### Page excerpt

------------------------------------------------------------

Author: MJT
Co-Parenting: Putting
the Children First
Co-parenting occurs when divorced parents intentionally
create a parenting plan that puts the needs of the children ahead of the needs
of the parents. The parents go beyond
whatever the court has ordered, and sit down together and purposefully plan how
they will parent their children. In
addition to visitation and holidays, a co-parenting plan includes several rules
for dealing with issues.
The child is never put in the middle, between the parents.
That means that the parents must communicate directly and
often, no matter how uncomfortable that is.
The child must never carry information from one parent to the
other. The parents must talk frequent so
that both know what is going on with the child, and what is going on in both
families.
The child’s relationship with each parent is supported and
encouraged.
Parents do not try to one-up each other or curry favor with
the child. They don’t denigrate or
criticize each other, either, and they don’t allow the children to criticize
the other parent. A co-parenting
agreement should state that both parents will respect the child’s relationship
with the other parent. Issues between
the parents stay between the parents and are not discussed in front of the
children.
Boundaries and rules are agreed upon and enforced in both
households.
Bedtimes, TV limits, when friends can stay over…all the
rules that were in force when the family lived in one household have to be
renegotiated and reinforced. Keeping
them consistent in both households gives the children more stability and
security.

------------------------------------------------------------

### Brief A
Reproduce the co-parenting article word for word, between "Author: MJT" and "dealing with issues.", inclusive.
### Brief B
In the co-parenting article, turn the paragraph beginning "Parents do not try to one-up each other" into a short bulleted list that keeps its main points.
### Brief C
Decide whether each statement agrees with the co-parenting article. Answer yes or no, and quote the words from the article that settle it.
(i) A co-parenting plan covers only visitation and holidays.
(ii) The child may pass information from one parent to the other.
(iii) Keeping rules consistent in both households gives the children more stability.

### Given information
------------------------------------------------------------

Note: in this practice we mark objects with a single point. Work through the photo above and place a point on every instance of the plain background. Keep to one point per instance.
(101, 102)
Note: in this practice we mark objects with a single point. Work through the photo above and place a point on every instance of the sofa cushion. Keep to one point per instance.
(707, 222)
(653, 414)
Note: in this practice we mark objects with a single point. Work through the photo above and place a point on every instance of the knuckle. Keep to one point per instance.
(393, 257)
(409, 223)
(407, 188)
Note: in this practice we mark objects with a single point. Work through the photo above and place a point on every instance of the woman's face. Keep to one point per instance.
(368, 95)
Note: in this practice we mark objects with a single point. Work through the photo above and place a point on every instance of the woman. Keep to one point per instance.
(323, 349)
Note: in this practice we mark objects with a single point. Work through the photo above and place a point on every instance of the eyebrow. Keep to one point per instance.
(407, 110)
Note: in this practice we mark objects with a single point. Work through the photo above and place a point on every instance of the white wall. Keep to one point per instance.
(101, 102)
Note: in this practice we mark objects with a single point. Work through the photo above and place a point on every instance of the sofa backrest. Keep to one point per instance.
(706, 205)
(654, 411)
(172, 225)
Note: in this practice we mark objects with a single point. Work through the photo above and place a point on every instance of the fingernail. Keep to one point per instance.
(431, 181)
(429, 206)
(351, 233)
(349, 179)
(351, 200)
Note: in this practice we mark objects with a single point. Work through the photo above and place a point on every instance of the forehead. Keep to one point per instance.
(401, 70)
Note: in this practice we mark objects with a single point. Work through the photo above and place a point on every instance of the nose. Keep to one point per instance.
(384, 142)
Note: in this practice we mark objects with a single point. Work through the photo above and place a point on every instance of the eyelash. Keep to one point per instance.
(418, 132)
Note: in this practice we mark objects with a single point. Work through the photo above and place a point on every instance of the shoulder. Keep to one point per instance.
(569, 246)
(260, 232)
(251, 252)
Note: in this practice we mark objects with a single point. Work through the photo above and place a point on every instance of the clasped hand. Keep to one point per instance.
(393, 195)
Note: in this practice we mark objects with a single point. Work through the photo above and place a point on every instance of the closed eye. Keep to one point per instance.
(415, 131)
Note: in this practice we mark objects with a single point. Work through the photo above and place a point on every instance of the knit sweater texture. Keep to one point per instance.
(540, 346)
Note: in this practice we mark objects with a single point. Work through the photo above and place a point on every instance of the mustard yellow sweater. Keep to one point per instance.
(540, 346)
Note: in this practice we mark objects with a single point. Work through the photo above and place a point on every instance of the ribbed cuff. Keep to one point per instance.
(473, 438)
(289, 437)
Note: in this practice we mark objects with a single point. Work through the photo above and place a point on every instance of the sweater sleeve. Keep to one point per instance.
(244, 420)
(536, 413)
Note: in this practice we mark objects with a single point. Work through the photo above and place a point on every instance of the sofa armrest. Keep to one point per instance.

------------------------------------------------------------

### Complete response A
Author: MJT
Co-Parenting: Putting
the Children First
Co-parenting occurs when divorced parents intentionally
create a parenting plan that puts the needs of the children ahead of the needs
of the parents. The parents go beyond
whatever the court has ordered, and sit down together and purposefully plan how
they will parent their children. In
addition to visitation and holidays, a co-parenting plan includes several rules
for dealing with issues.

### Complete response B
- Parents don't compete with each other or try to win the child's favor.
- They don't put each other down or criticize each other, and they don't let the children criticize the other parent.
- A co-parenting agreement should state that both parents will respect the child's relationship with the other parent.
- Issues between the parents stay between them and aren't discussed in front of the children.

### Complete response C
(i) No: "In addition to visitation and holidays, a co-parenting plan includes several rules for dealing with issues."
(ii) No: "The child must never carry information from one parent to the other."
(iii) Yes: "Keeping them consistent in both households gives the children more stability and security."